> **Extract**
>>>

Question

FastQC Per sequence GC count always fails after trimmomatic?

0

Entering edit mode

4.4 years ago

DNAngel ▴ 250

HI all,

Just a quick question on theory I suppose. After running trimmomatic on my fastq files with the following, generally used parameters such as:

ILLUMINACLIP:adapters:TruSeq2-PE.fa:2:30:10 
SLIDINGWINDOW:4:20
HEADCROP:5
MINLEN:36

And then running FastQC on the trimmed, paired dataset - most quality checks seem to be okay except the Per sequence GC content goes from being okay (untrimmed dataset) to failing it. Now, I think it is because after trimming poor quality bases and such I do get a variety of sequence lengths from 36-146 and I believe this is driving the sudden increase in GC content in especially short sequences.

My question here is, is this correct? Is this why it would fail GC content and I can safely ignore this warning? It makes sense to me that shorter sequences would suddenly have high %GC content and this is causing this quality check to fail but I don't know if this is actually something we expect.

Thank you!

EDIT:

Image to show the FastQC results for two samples - it looks like my trimming does not affect GC content at all.

https://i.ibb.co/FKDsWQT/fastqc-results.jpg

enter image description here EDIT2:

I should mention this is whole genome sequence data not RNAseq data.

<<<

> **Data excerpts**
>>>

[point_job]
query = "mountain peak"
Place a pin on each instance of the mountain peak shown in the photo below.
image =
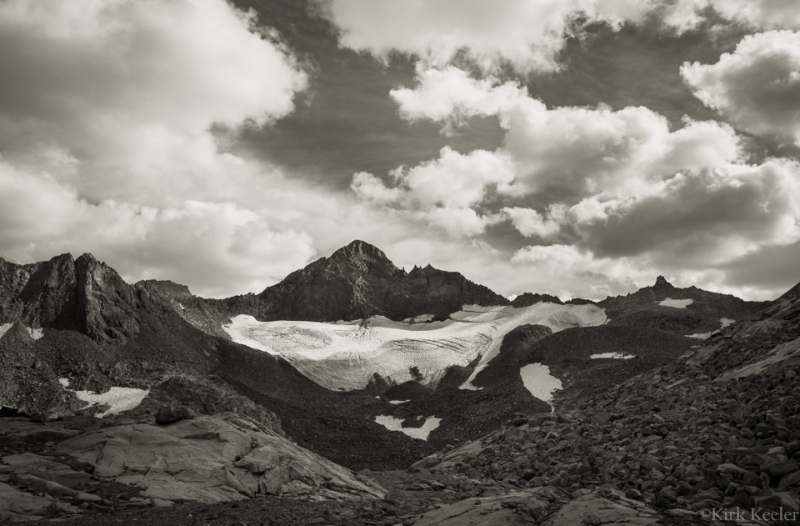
(661, 281)
(359, 250)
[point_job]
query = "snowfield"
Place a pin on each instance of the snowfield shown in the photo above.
(345, 355)
(36, 334)
(678, 304)
(420, 433)
(724, 322)
(612, 356)
(119, 399)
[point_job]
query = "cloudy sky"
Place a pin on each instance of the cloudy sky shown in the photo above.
(574, 147)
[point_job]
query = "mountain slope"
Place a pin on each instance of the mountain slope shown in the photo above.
(716, 429)
(356, 282)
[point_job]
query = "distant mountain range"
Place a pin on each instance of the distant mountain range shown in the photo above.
(350, 357)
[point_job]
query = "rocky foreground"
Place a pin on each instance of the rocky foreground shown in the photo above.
(690, 431)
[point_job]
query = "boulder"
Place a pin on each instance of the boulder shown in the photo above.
(515, 508)
(168, 415)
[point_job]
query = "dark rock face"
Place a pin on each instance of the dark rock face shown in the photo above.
(703, 314)
(358, 281)
(106, 304)
(39, 294)
(527, 299)
(169, 415)
(63, 293)
(712, 429)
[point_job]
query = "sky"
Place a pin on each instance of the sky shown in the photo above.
(572, 147)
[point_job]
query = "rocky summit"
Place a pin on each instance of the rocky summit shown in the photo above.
(354, 392)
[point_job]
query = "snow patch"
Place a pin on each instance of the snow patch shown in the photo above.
(724, 322)
(612, 356)
(677, 304)
(556, 317)
(539, 382)
(396, 424)
(119, 399)
(346, 355)
(36, 334)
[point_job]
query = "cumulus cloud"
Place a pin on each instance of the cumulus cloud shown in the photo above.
(577, 151)
(754, 13)
(105, 122)
(694, 221)
(443, 192)
(527, 34)
(531, 223)
(623, 189)
(757, 87)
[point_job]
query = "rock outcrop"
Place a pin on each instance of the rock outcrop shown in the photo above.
(213, 459)
(355, 282)
(701, 312)
(527, 299)
(718, 428)
(63, 293)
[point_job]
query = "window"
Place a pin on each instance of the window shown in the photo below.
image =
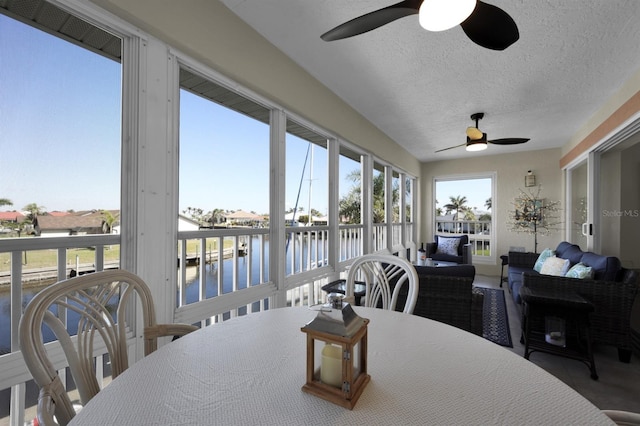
(306, 200)
(463, 206)
(223, 183)
(61, 109)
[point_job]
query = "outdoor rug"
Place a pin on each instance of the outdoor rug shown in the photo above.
(495, 322)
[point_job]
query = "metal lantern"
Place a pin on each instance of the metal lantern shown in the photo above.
(337, 353)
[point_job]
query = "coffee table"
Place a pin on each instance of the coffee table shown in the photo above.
(540, 304)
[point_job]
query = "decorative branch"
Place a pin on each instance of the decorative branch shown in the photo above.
(532, 215)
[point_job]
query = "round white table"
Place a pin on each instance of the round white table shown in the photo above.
(250, 370)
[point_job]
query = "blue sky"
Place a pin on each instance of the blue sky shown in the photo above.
(60, 115)
(477, 192)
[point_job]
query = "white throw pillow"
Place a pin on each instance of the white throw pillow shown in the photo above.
(555, 266)
(546, 253)
(580, 271)
(448, 246)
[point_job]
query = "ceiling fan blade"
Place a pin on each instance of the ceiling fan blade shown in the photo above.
(491, 27)
(474, 133)
(451, 147)
(373, 20)
(508, 141)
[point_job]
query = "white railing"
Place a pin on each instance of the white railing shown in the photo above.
(479, 232)
(20, 281)
(221, 273)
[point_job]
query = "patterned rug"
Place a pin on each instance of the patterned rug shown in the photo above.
(495, 322)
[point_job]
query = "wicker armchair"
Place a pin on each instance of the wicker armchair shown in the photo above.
(612, 300)
(463, 255)
(447, 294)
(384, 277)
(97, 305)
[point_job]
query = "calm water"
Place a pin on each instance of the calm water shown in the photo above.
(212, 272)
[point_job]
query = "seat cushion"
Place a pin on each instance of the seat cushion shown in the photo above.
(446, 258)
(546, 253)
(465, 271)
(604, 267)
(555, 266)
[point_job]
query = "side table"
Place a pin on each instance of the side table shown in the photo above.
(540, 304)
(505, 261)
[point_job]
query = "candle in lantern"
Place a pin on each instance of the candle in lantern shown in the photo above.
(331, 366)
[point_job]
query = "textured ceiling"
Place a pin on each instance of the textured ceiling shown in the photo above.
(420, 87)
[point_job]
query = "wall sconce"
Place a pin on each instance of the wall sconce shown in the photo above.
(337, 353)
(530, 179)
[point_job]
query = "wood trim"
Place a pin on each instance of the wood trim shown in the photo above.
(622, 114)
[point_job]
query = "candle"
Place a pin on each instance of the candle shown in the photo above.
(331, 367)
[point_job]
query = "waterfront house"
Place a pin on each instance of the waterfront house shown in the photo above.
(202, 47)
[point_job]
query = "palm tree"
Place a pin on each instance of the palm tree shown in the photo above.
(457, 204)
(349, 206)
(109, 219)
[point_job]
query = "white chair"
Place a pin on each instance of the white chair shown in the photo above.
(377, 272)
(623, 418)
(99, 303)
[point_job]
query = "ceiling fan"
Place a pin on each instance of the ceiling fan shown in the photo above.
(485, 24)
(477, 141)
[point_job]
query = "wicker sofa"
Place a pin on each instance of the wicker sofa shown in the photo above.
(462, 256)
(613, 291)
(446, 294)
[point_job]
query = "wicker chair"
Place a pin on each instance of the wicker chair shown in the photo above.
(447, 294)
(99, 303)
(384, 275)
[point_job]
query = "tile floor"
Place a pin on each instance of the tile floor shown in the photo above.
(618, 386)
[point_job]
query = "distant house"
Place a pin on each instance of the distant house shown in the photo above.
(58, 213)
(7, 218)
(187, 224)
(243, 218)
(14, 216)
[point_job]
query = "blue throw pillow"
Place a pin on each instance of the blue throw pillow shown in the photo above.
(546, 253)
(448, 246)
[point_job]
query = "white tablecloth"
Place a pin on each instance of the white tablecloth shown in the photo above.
(250, 370)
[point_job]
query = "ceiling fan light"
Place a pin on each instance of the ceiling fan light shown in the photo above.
(440, 15)
(473, 146)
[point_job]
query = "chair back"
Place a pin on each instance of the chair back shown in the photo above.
(384, 275)
(87, 315)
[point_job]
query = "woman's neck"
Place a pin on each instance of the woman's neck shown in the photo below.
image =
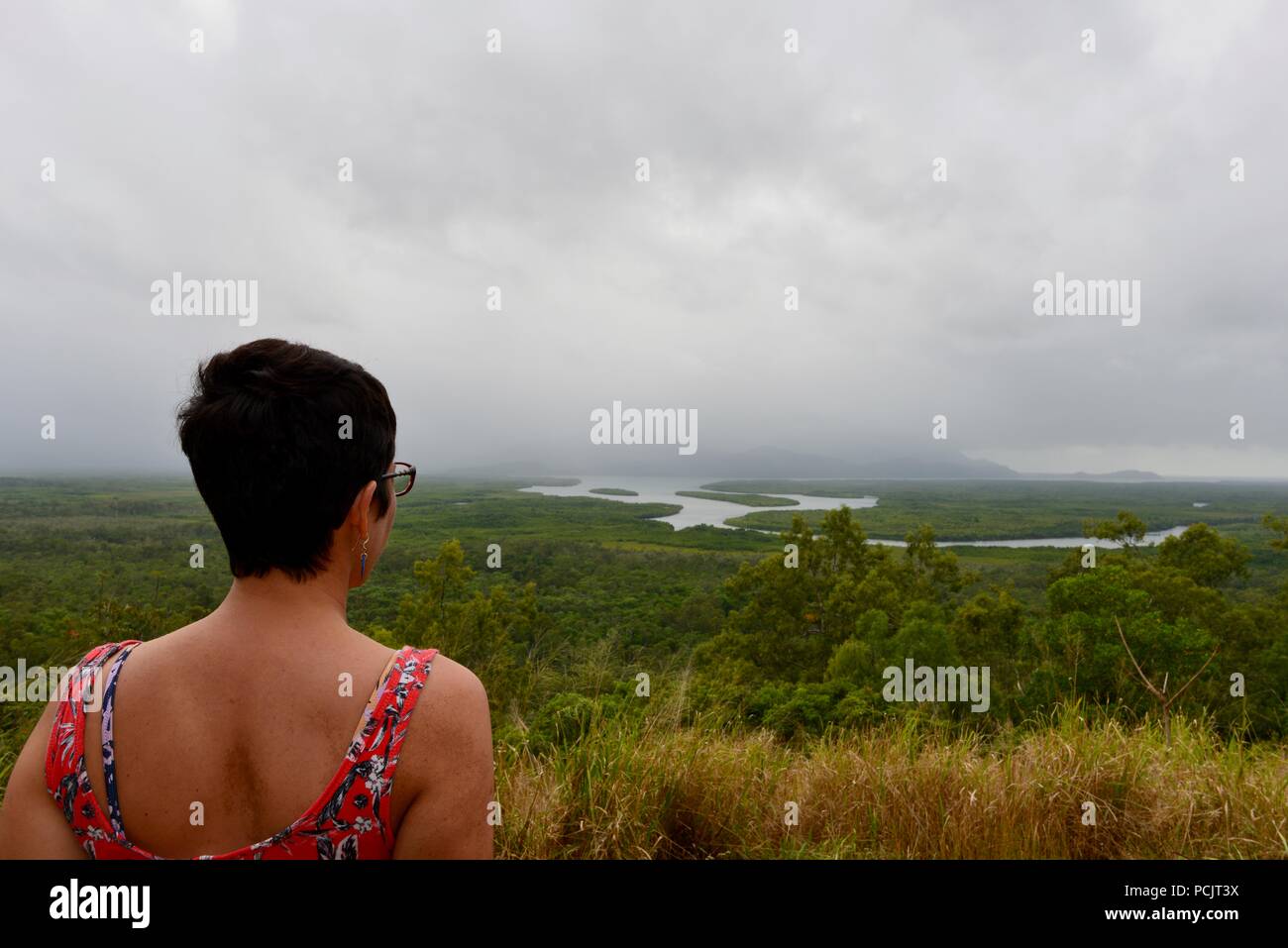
(277, 604)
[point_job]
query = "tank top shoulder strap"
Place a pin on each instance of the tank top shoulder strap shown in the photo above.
(378, 738)
(81, 691)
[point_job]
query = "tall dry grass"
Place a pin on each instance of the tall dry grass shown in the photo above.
(900, 790)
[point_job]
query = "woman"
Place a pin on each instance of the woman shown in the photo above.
(245, 734)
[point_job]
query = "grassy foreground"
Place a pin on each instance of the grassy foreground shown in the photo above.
(900, 790)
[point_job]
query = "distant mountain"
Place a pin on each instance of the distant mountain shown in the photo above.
(769, 463)
(1115, 475)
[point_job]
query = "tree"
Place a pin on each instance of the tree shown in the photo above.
(1126, 528)
(1205, 556)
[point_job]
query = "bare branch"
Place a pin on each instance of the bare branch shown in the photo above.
(1196, 675)
(1138, 670)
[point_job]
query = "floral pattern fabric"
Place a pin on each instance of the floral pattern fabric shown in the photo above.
(348, 820)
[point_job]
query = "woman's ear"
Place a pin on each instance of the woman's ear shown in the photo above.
(360, 514)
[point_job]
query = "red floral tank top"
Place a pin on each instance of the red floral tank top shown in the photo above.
(349, 820)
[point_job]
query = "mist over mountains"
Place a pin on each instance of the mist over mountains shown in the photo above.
(658, 460)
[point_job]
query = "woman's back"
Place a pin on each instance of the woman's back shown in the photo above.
(250, 743)
(294, 751)
(249, 723)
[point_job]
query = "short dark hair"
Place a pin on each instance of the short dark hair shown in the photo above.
(263, 434)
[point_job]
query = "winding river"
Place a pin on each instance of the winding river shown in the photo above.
(698, 511)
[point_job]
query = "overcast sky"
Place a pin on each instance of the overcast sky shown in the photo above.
(768, 168)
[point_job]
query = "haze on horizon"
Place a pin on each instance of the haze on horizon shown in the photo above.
(516, 168)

<<<

> **Activity**
Write what comes next in the forum thread about FastQC failing the GC content check after Trimmomatic, picking up after its last line.

> **Task response**
fastqc trimmomatic • 2.2k views

ADD COMMENT • link updated 4.4 years ago by GenoMax 152k • written 4.4 years ago by DNAngel ▴ 250

0

Entering edit mode

Is your organism expected to have a GC rich genome? There is no change essentially after the trimming.

ADD REPLY • link 4.4 years ago by GenoMax 152k

0

Entering edit mode

I am not sure actually - first time working with Hymenoptera species. Some quick research says there are GC-rich domains but I think most eukaryotes would have some regions of the genome be more GC rich than others for different purposes.

ADD REPLY • link 4.4 years ago by DNAngel ▴ 250

0

Entering edit mode

If you don't have a concrete reason to think that this observation is problematic then you can move ahead with rest of your analysis.